### Aim of the task
Filter the records and copy every line that contains the string "photo". Match case exactly.

### Records supplied
╔══

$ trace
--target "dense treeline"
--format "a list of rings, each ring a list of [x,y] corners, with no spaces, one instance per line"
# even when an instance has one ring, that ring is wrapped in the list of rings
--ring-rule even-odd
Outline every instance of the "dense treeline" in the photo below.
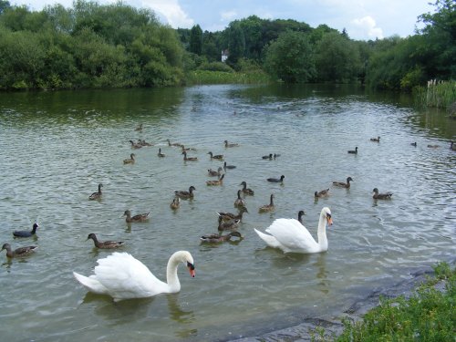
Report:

╚══
╔══

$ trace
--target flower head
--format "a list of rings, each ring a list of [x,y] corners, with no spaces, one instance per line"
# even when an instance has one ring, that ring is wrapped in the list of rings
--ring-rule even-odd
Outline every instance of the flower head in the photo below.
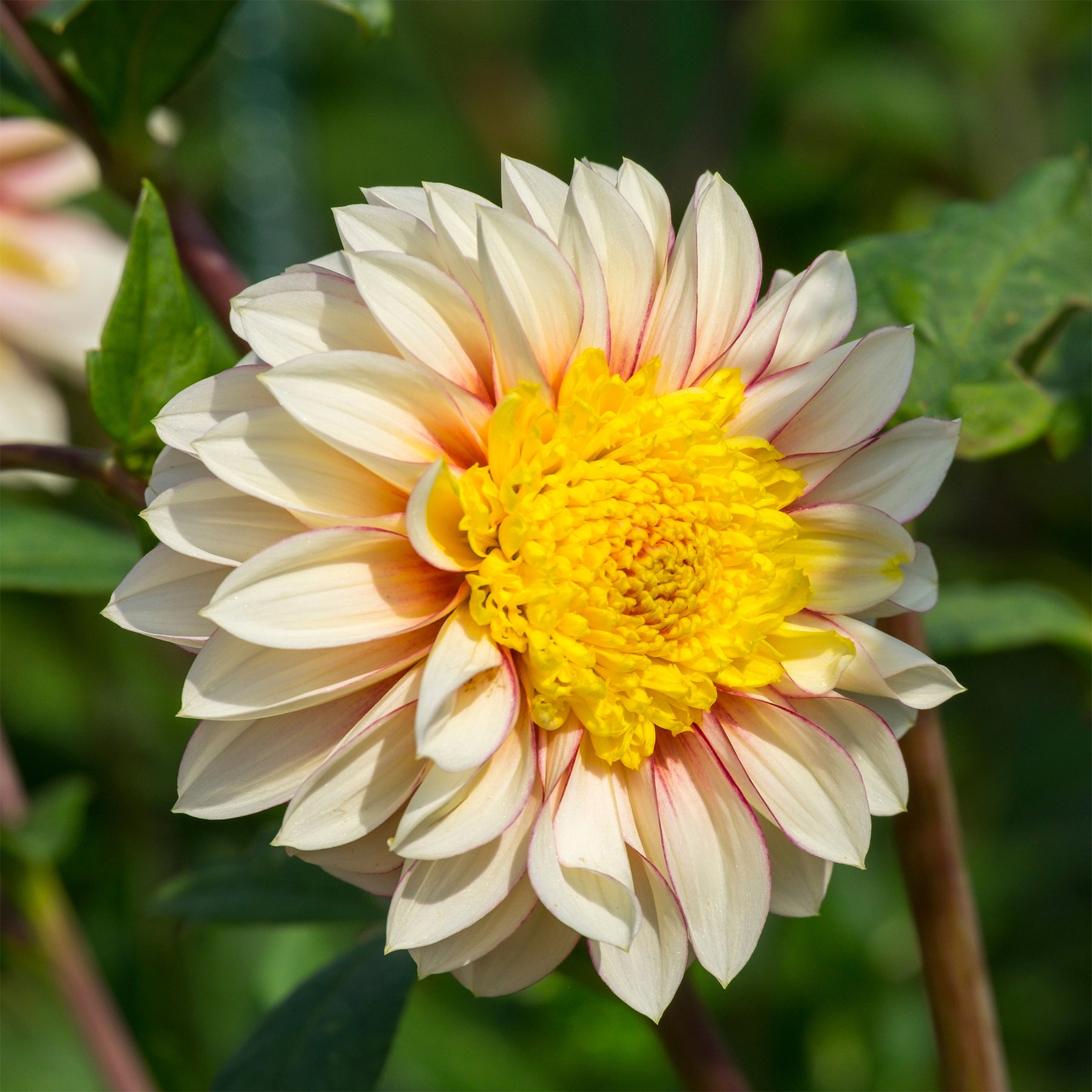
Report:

╚══
╔══

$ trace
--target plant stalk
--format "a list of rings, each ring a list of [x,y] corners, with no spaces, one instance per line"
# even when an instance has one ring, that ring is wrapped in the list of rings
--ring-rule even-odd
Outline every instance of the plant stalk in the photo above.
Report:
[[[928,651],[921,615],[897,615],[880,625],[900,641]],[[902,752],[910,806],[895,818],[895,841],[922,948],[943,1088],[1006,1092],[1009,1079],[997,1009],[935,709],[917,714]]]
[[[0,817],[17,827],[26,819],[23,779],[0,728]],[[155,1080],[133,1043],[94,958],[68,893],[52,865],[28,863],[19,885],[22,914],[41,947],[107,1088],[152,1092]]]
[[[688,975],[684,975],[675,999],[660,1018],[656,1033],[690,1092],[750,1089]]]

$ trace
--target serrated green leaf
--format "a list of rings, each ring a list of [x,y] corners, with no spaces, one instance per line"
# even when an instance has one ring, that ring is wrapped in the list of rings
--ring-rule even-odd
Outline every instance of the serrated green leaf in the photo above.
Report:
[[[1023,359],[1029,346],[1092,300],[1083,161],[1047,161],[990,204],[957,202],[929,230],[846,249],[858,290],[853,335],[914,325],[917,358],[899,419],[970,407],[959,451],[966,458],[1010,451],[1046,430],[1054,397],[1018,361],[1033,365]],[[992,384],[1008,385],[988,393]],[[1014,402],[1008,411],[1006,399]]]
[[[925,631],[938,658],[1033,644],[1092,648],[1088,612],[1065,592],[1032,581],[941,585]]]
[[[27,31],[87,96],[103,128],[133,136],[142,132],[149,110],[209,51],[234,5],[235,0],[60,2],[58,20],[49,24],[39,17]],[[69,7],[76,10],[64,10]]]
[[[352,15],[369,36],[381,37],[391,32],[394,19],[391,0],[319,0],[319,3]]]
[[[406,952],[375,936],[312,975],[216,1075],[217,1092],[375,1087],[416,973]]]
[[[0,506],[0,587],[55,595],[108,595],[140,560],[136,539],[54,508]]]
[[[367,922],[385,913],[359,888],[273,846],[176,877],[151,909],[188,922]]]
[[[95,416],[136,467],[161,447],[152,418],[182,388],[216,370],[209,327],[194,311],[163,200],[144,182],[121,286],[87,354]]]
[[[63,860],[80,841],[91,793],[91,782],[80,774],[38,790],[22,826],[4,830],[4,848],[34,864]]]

╚══

### Exercise response
Outline every instance of the "dense treeline" in the photo below.
Outline every instance of the flower head in the photo below.
Outline every instance of the plant stalk in the photo above.
Outline every instance of the serrated green leaf in the photo above.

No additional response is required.